Not only are the nutrients more accessible, there are more available. By reducing the anti-nutrients in the grains, particularly the Phytic acid, the fermenting process makes more of the nutrients available to be absorbed by your gut.
Those lactobascilli are hungry little creatures and love nothing more than a bit of gluten to energise them. They ‘eat’ the gluten leaving very little for you, thus making sourdough breads much lower in gluten.
Tempted? It can be expensive to buy so why not make your own? We get through a loaf of bread per day so I bake two loaves every other day. Here is the recipe I use:
Sourdough Bread Recipe
Baking a sourdough bread takes a longer than a “conventional” bread due to the extended proving time, but once you’ve done it I’m sure you’ll agree it’s worth squeezing it into your regular routine.
- 1 cup (250ml) sourdough starter
- 500g spelt flour
- 600ml warm water
- 100g spelt flour
- The sponge as prepared
- 600g spelt flour
- 2 tbsp olive oil
- 10g fine sea salt
- Mix the ingredients for the sponge in a large bowl. Cover the bowl and leave overnight. By morning the sponge should be clearly fermenting: thick, sticky and bubbly.
- Don’t forget to replenish the starter with the flour and sufficient water to maintain the batter-like consistency, otherwise you’ll run out.
- In the morning, or once the sponge is well fermented, mix in the other ingredients. Lightly oil a large bowl to make the dough stick to it less, place the dough in the bowl and leave to prove. Sourdough breads take their time to rise so while you’re out at work for the day may be good.
- Knock-back and knead the dough, split in half and place each half into a loaf-tin. Leave to prove until the dough has roughly doubled in size.

==================================================

- Set problem 1
Transcribe the part of the sourdough bread text that opens with the words containing "- 1 cup (250ml)" and closes with "may be good.".
- Set problem 2
Pick up the sourdough bread text after its last sentence and continue it.

==================================================

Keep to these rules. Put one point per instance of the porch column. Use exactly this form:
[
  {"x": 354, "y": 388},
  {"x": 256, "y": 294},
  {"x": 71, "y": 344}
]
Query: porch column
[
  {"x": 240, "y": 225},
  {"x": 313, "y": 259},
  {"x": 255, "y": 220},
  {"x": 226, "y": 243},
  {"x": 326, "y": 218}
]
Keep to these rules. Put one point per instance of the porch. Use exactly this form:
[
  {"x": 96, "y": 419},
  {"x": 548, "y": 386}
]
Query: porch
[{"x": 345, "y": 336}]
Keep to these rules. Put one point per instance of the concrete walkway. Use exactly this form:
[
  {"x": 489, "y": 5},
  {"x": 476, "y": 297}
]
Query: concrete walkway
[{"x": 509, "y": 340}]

==================================================

- Expected answer 1
- 1 cup (250ml) sourdough starter
- 500g spelt flour
- 600ml warm water
- 100g spelt flour
- The sponge as prepared
- 600g spelt flour
- 2 tbsp olive oil
- 10g fine sea salt
- Mix the ingredients for the sponge in a large bowl. Cover the bowl and leave overnight. By morning the sponge should be clearly fermenting: thick, sticky and bubbly.
- Don’t forget to replenish the starter with the flour and sufficient water to maintain the batter-like consistency, otherwise you’ll run out.
- In the morning, or once the sponge is well fermented, mix in the other ingredients. Lightly oil a large bowl to make the dough stick to it less, place the dough in the bowl and leave to prove. Sourdough breads take their time to rise so while you’re out at work for the day may be good.

- Expected answer 2
- When the dough is ready, pre-heat the oven to 230 Celsius (I’m using an electric fan oven, so adjust as required) and place a tray of water in the bottom to make it nice and steamy (this will help develop a good crisp crust).
- Slash the top of each loaf with a serrated knife or a pair of scissors, then place the loaf-tins in the oven and bake for 10 minutes.
- Now, turn the temperature down to 180 Celsius, add some more water to the tray and bake for a further 20 minutes.
- Turn out the loaves onto a cooling rack and allow to cool for at least 20 minutes before attempting to slice.
- Eat and enjoy!
Where to get your starter? The easiest way is to get some from a friend, failing that you can buy sourdough starter from lots of places on-line. Or you could just make your own – here’s a simple recipe.
If you don’t get through so much bread either reduce the quantities, or make it less frequently. Sourdough breads don’t go off as fast as your shop-bought breads and are great for croutons or toast if a little stale.
Oven temperatures – All ovens are slightly different so you may need to adjust for your particular model. I’m using an electric fan oven, you may need to bake for longer and/or at a higher temperature.
I use a loaf tin as it’s a more regular shape for feeding a houseful of boys their sandwiches. You don’t have to use a loaf tin – go instead for a more traditional round or whatever shape takes your fancy.
If you don’t want such a crisp crust pre-heat to 180 Celsius and bake for 30 mins and forget about adding the water to make the oven steamy.
Slashing the top of the loaf makes the bread look more “authentic” but it also helps to reduce the uncontrolled cracking in the crust.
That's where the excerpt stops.